Reproduce the lines below exactly, starting at the one containing "Can you find the wooden" and stopping at the final line.

• [Records for processing]:
○ ○ ○ ○ ○
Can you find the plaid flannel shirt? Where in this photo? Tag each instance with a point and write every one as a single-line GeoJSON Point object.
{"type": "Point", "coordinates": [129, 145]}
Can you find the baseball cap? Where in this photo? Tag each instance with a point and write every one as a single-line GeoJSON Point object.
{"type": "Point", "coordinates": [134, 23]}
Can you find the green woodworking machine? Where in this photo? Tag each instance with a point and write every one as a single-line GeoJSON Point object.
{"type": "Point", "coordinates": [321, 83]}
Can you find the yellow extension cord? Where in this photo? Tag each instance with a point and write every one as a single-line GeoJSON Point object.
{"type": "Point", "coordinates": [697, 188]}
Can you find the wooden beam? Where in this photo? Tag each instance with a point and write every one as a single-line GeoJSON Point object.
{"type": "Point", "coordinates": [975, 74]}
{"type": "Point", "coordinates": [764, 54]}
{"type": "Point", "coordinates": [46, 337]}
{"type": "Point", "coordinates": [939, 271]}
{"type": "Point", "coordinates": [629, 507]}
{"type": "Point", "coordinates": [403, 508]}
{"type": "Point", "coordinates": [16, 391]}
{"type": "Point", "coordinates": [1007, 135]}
○ ○ ○ ○ ○
• [Output of the task]:
Can you find the wooden beam? Where in this photo? Tag each instance with a point and write every one as a single-line GeoJSON Point object.
{"type": "Point", "coordinates": [975, 74]}
{"type": "Point", "coordinates": [764, 54]}
{"type": "Point", "coordinates": [46, 337]}
{"type": "Point", "coordinates": [939, 271]}
{"type": "Point", "coordinates": [629, 507]}
{"type": "Point", "coordinates": [403, 508]}
{"type": "Point", "coordinates": [16, 391]}
{"type": "Point", "coordinates": [1007, 135]}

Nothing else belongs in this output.